--- Start of EXTRACTED INFORMATION ---

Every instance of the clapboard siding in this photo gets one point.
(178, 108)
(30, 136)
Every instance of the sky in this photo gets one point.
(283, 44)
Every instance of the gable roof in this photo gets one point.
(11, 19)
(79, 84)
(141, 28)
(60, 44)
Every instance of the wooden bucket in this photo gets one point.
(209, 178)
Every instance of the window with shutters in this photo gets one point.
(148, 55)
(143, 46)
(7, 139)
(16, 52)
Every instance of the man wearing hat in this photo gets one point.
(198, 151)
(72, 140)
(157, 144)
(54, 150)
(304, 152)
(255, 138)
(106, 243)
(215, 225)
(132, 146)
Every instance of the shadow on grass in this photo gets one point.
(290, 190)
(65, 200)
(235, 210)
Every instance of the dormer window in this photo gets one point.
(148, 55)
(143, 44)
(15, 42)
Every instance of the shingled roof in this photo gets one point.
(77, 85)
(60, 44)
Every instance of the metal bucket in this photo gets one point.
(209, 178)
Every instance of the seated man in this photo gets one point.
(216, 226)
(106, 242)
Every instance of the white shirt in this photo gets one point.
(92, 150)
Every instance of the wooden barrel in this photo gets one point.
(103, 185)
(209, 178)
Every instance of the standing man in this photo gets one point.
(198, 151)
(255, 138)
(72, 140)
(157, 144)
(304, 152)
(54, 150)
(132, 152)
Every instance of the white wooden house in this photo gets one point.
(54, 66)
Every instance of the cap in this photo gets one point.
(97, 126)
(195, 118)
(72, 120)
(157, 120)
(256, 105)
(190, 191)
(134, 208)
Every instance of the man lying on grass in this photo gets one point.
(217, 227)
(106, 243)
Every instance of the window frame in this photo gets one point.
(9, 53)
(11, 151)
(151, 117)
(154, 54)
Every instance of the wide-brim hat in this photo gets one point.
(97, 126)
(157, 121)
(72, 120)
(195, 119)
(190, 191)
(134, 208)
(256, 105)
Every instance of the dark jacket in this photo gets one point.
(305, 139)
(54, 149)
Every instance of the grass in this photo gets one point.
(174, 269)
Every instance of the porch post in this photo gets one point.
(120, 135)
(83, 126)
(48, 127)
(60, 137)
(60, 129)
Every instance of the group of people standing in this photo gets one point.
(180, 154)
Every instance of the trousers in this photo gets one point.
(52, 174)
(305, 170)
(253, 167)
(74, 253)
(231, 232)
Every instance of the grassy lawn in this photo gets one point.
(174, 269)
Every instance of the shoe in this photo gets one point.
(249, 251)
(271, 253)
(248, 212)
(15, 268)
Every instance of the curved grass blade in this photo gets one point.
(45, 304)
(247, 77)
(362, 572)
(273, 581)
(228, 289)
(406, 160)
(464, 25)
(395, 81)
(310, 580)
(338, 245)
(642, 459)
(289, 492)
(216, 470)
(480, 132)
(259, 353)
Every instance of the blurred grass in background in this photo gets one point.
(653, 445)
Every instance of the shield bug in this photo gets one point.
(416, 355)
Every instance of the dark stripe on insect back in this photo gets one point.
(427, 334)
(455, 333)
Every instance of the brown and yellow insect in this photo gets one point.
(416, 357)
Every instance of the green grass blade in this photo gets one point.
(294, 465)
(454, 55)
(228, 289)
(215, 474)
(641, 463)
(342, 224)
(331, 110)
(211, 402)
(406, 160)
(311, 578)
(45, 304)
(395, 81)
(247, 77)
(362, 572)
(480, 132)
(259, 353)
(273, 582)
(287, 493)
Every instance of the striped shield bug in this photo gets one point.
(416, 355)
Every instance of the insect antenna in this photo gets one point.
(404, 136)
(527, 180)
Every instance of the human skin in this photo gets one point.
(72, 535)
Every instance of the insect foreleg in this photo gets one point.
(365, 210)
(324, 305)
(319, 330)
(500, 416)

--- End of EXTRACTED INFORMATION ---
--- Start of EXTRACTED INFORMATION ---

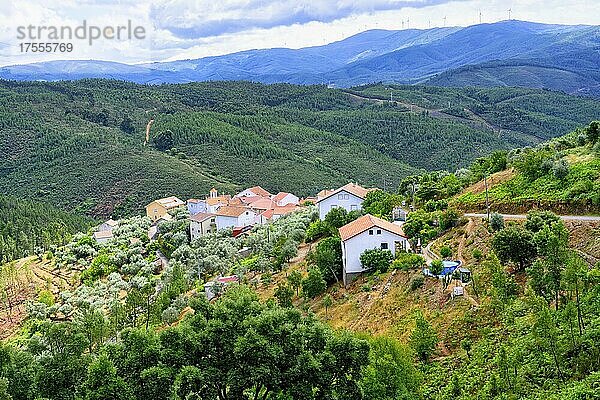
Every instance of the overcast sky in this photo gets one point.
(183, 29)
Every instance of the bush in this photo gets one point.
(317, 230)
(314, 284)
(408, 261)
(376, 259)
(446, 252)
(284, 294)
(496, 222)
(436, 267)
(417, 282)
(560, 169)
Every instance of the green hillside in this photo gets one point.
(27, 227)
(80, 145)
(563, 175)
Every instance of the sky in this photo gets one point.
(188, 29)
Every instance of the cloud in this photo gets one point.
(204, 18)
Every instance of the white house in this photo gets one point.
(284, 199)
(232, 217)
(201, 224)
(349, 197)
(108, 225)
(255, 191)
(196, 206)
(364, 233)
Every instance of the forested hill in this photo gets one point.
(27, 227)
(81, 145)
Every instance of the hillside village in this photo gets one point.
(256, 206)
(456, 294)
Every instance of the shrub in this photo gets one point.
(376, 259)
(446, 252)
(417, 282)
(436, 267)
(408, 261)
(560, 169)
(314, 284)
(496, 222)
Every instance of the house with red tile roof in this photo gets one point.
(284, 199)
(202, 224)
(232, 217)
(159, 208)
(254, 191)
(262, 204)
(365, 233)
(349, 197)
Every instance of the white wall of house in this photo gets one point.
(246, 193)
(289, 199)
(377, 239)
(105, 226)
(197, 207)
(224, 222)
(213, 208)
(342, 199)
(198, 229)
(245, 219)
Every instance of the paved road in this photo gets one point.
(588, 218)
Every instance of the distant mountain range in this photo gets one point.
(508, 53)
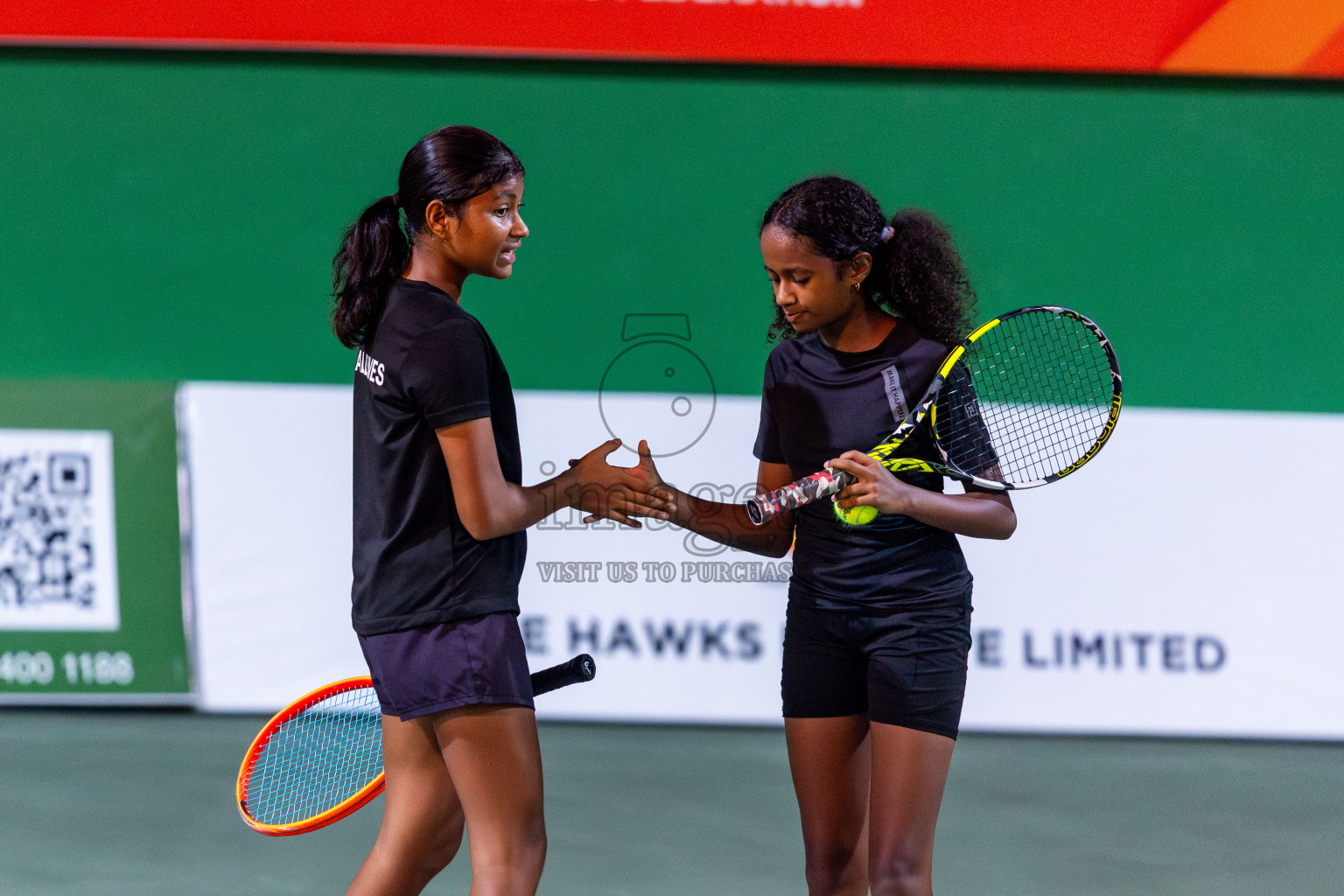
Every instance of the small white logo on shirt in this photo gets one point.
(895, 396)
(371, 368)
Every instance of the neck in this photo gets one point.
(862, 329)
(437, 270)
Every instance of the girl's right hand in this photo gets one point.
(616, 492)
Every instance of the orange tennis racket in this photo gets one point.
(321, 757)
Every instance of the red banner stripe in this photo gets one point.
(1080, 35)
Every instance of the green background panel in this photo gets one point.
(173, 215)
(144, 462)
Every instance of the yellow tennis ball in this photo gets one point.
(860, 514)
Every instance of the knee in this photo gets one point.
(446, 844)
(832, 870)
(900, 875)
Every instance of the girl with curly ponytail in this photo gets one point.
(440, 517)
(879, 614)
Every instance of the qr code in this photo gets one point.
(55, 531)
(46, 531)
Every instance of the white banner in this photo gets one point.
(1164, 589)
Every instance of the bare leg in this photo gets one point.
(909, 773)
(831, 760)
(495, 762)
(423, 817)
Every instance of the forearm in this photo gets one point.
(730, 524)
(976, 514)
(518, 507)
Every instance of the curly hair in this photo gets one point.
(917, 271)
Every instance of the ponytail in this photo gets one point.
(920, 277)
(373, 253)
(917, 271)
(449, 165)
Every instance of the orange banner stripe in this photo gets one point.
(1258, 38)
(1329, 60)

--- End of EXTRACTED INFORMATION ---

■ DESCRIPTION OF THE TASK: Select each line above that contains the word "ponytail", and copy those lines out in full.

■ SOLUTION TO THE PROBLEM:
Every instance of the girl with curly ponytail in this photo gets one point.
Every instance of the ponytail in this photo gets one point.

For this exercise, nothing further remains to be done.